## STORED ROWS

---*---

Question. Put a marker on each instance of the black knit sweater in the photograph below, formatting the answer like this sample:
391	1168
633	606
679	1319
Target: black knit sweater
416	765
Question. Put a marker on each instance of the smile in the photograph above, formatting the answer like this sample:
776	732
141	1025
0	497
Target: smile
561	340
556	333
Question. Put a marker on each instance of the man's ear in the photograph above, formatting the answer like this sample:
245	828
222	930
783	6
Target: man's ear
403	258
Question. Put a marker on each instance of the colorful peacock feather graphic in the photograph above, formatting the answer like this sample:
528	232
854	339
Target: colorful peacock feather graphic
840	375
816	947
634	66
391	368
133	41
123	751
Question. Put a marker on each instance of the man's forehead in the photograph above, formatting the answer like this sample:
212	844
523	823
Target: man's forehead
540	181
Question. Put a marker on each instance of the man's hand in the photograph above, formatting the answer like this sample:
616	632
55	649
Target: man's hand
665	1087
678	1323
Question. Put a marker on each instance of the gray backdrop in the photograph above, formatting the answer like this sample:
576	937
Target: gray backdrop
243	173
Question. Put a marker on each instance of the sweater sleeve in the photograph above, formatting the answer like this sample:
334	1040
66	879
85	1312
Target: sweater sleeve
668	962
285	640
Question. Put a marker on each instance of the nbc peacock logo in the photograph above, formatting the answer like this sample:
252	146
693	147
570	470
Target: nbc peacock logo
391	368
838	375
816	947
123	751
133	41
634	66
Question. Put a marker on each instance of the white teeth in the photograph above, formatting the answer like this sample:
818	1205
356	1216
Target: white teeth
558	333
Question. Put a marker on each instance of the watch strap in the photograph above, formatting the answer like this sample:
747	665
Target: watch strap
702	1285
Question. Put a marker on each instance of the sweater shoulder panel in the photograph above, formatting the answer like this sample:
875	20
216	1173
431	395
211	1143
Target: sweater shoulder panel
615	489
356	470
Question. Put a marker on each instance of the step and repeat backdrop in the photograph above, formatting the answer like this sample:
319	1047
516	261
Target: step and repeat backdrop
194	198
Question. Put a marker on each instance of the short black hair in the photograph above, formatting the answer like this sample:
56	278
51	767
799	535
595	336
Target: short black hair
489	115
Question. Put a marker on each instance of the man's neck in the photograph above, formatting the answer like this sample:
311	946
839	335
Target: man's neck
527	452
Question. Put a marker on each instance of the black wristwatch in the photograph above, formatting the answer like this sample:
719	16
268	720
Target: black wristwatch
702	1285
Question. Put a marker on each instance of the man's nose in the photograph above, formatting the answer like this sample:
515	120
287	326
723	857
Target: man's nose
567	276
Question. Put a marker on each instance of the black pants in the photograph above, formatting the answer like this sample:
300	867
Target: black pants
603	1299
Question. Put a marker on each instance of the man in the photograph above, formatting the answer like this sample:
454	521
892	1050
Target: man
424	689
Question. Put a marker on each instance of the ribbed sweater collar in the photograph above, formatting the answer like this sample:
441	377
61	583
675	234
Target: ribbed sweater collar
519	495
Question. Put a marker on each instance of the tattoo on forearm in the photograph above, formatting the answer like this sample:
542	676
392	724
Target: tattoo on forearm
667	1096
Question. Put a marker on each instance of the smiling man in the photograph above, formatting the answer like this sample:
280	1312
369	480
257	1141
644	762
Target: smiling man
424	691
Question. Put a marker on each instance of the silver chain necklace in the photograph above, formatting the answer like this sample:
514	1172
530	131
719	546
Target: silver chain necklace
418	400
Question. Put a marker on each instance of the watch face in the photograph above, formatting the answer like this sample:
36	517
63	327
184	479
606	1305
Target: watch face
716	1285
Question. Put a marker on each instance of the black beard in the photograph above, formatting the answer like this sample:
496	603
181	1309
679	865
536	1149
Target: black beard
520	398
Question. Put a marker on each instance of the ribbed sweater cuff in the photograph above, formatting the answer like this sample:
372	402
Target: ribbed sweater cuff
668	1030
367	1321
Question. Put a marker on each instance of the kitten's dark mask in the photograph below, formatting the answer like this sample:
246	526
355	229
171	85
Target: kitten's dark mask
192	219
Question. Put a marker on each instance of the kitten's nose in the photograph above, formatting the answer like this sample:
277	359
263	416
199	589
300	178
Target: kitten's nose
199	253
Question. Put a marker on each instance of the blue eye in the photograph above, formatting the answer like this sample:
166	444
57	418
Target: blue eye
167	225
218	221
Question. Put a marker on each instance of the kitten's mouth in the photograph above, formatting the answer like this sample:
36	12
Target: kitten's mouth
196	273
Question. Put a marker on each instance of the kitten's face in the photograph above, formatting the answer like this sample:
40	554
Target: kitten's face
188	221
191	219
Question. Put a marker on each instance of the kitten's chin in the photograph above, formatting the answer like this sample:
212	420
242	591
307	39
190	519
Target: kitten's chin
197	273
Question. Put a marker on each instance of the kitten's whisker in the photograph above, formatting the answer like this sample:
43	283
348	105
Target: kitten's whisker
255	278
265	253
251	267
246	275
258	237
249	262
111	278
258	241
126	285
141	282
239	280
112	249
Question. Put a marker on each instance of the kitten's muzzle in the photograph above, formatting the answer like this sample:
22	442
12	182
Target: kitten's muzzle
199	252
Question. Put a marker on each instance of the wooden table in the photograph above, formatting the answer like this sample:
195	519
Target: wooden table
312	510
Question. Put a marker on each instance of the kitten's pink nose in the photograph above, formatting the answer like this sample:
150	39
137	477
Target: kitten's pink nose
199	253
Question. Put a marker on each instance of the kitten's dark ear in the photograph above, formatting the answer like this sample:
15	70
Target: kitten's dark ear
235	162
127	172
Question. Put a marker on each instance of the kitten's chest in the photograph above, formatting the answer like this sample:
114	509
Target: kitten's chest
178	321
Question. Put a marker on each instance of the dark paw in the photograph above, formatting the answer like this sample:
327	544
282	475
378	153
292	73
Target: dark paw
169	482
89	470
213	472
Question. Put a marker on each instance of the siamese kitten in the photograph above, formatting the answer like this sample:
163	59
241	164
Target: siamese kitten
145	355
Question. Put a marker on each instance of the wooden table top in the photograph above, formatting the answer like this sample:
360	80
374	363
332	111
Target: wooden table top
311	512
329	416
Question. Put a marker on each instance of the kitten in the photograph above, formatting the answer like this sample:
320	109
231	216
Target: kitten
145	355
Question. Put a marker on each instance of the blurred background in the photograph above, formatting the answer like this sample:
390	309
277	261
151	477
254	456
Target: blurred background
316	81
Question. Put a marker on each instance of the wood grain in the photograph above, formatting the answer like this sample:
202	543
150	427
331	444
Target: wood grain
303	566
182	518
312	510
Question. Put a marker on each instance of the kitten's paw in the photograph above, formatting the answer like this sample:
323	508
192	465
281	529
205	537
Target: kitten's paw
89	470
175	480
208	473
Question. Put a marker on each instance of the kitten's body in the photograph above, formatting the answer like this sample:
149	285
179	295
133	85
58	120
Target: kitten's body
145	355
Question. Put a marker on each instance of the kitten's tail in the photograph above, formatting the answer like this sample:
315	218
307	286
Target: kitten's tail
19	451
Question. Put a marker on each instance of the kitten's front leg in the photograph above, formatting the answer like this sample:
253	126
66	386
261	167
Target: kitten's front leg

---*---

## DIRECTIONS FOR THIS TASK
Print every item above again, copying each line word for word and in the same order.

## WRITTEN SOLUTION
Question. Put a marker on each instance of the black knit sweater in the photograph below, formatting the answer like this sample:
391	1168
633	606
679	1319
Target: black knit sweater
416	765
Question. Put a marker on each instance of the smile in the photograph above, formatting the answer like this sample:
776	732
141	1025
0	497
Target: smile
561	340
556	333
Question. Put a marker on each instance of the man's ear in the photograph above, formatting the answer like this sample:
245	828
222	930
783	6
Target: man's ear
403	258
Question. Put a marker on each instance of the colorful peacock feather graphic in the photograph above, formatting the answer like this sample:
528	232
854	339
Target: colorful peacock feather graphic
840	375
816	947
634	66
391	368
133	41
123	751
Question. Put a marker on each instance of the man's forehead in the photograph above, formatting the answer like this sample:
212	844
523	823
Target: man's forehead
540	181
Question. Put a marker on each instance of the man's hand in the photograph above, formatting the answer like this sample:
616	632
55	649
Target: man's hand
665	1087
678	1323
Question. Put a marker on each instance of the gray backdrop in the photograph above, formatting the answer like this sample:
576	937
Target: gray backdrop
243	173
Question. Put a marker on each instance of the sweater sleeve in the photograph above, formatting the answer like this sample:
334	1040
66	879
85	1312
Target: sweater sleeve
668	962
285	640
Question. Put a marker on each instance of the nbc peacock logo in the photograph above, formatting the answer like this sample:
252	146
693	147
570	470
Target: nbc peacock logo
391	368
838	375
816	947
123	751
133	41
634	66
Question. Put a marker on each instance of the white teeth in the photograph above, formatting the answer like this sample:
818	1205
356	1216
Target: white teeth
558	333
Question. Put a marker on each instance of the watch strap in the photograph above, formatting the answer like this sample:
747	665
Target: watch strap
702	1285
Question. Put a marker on each instance of the sweater shoulder panel in the photograph above, formatting the answer like this sample:
875	20
216	1173
431	395
211	1143
Target: sweater shoulder panel
615	489
356	470
Question. Put a marker on each instance of the step and repeat backdrop in the photograph above, formatting the answer like this sample:
319	1047
516	261
Target: step and repeat backdrop
194	198
Question. Put a marker on each instance of the short black hair in the photograph above, formatting the answer like this sample:
56	278
51	767
799	535
595	336
Target: short black hair
489	115
Question. Put a marker on each instance of the man's neck in the photograph above, formatting the answer like this sample:
311	946
839	335
Target: man's neck
527	452
Question. Put a marker on each instance of the black wristwatch in the photograph above, formatting the answer like this sample:
719	16
268	720
Target: black wristwatch
702	1285
Question. Put a marker on each instance of the man's nose in the photograph above, formatting the answer like this sample:
515	120
287	326
723	857
Target: man's nose
567	276
Question. Put a marker on each instance of the black pants in the photograph above, formatting the answer like this sample:
300	867
Target: black pants
603	1299
Question. Put a marker on each instance of the man in the photograph above, formatting the answer like this sample:
454	521
892	1050
Target: man
424	689
Question. Put a marker on each instance of the ribbed sweater collar in the photograph above, formatting the answer like this sample:
441	377
61	583
675	234
Target: ribbed sweater collar
519	495
Question. Put a marker on each instance of the tattoo on forearm in the photograph above, formatting the answer like this sample:
542	676
392	724
Target: tattoo on forearm
667	1096
Question. Put a marker on each instance of the smiling man in the photograph above, formatting the answer like this sample:
280	1312
369	480
257	1141
644	762
Target: smiling man
424	691
Question. Put a marker on each instance of the silver chain necklace in the photograph above, formatting the answer like this sample:
514	1172
530	131
719	546
Target: silver chain necklace
418	400
Question. Put a marker on each instance of the watch face in the photograph above, formatting the answer like this sample:
36	517
63	327
184	479
606	1305
Target: watch face
716	1285
Question. Put a marker on each instance of the black beard in the photograph above, formatting the answer like this sample:
496	603
181	1309
679	865
536	1149
Target: black beard
520	398
Question. Put a marker on each instance of the ribbed sweater cuff in the photograph above, formatting the answer like this sample:
372	402
Target: ribbed sweater cuff
668	1030
367	1321
Question. Put a marker on each instance of the kitten's dark mask in the photograph below, formatting the answer like this sample:
246	526
355	229
171	85
Target: kitten's dark mask
192	219
Question. Put a marker on each instance of the kitten's nose in the photograph above, formatting the answer like this sample:
277	359
263	416
199	589
300	178
Target: kitten's nose
199	253
Question. Put a marker on each instance of the blue eye in the photograph above, formatting the answer like this sample:
166	444
57	418
Target: blue eye
167	225
218	221
Question. Put a marker on each instance of the kitten's mouth in the photograph above, formatting the answer like this sample:
36	12
Target: kitten's mouth
196	273
Question. Put a marker on each instance of the kitten's face in the photograph above, formatting the answer like this sample:
40	554
Target: kitten's face
188	221
191	219
Question. Put a marker on each instance of the kitten's chin in the photograph above, formatting the answer like this sample:
212	420
242	591
307	39
190	519
Target: kitten's chin
197	273
Question. Put a marker on each instance of the kitten's whisker in the photograph above, formatting the answer like this sample:
43	283
348	105
Target: kitten's whisker
255	278
265	253
251	267
246	275
258	237
249	262
111	278
258	241
126	285
141	282
239	280
112	249
Question. Put a marker on each instance of the kitten's muzzle in the photograph above, formatting the answer like this sample:
22	442
12	182
Target: kitten's muzzle
199	252
Question. Put a marker on each instance of the wooden table in the photograph above, formatting the answer like this sample:
195	519
Target: wooden table
312	510
Question. Put a marker on each instance of the kitten's pink nose in the photograph above, formatting the answer like this sample:
150	39
137	477
Target: kitten's pink nose
199	253
Question. Put a marker on each instance of the kitten's dark ear in the photograph above, formatting the answer like this sample:
15	70
Target: kitten's dark ear
235	162
127	172
Question. Put a marker on each instance of the kitten's chest in the photograph above, formatting the answer like this sample:
114	509
Target: kitten's chest
178	321
Question. Put a marker on each instance of the dark paw in the photograph above, formatting the answer like this sample:
327	544
282	475
378	153
292	73
Target: dark paw
169	482
89	470
213	472
Question. Put a marker on each instance of the siamese kitten in the photograph above, formatting the answer like this sample:
163	59
241	164
Target: siamese kitten
145	355
Question. Put a marker on each instance of the wooden table top in the photograph above, formatting the answer like this sample:
360	80
374	363
332	111
Target: wooden table top
311	512
329	416
Question. Put a marker on each instance of the kitten in the photograph above, formatting the answer like this sample:
320	109
231	216
Target: kitten
145	355
Question. Put a marker on each instance of the blurred background in the photograph above, formatting the answer like this sample:
390	309
277	261
151	477
254	456
Target: blurred background
316	81
Question. Put a marker on each instance of the wood grain in the photograph above, formatting the answer like this sample:
202	543
150	427
331	444
Target: wood grain
303	566
182	518
312	510
Question. Put a marker on each instance of the kitten's paw in the photograph above, formatting the answer like this sample:
323	508
192	465
281	529
205	537
Target: kitten's paw
89	470
175	480
208	473
Question. Put a marker on each instance of the kitten's body in the photograph above, formatting the answer like this sample:
149	285
179	295
133	85
58	120
Target: kitten's body
145	355
Question. Put a marker on each instance of the kitten's tail in the photograph above, formatting the answer like this sample:
315	218
307	286
Target: kitten's tail
19	451
Question. Put a marker on each instance of the kitten's front leg in the photograph above, formatting the answer like this sample:
253	126
66	386
261	167
Target: kitten's front leg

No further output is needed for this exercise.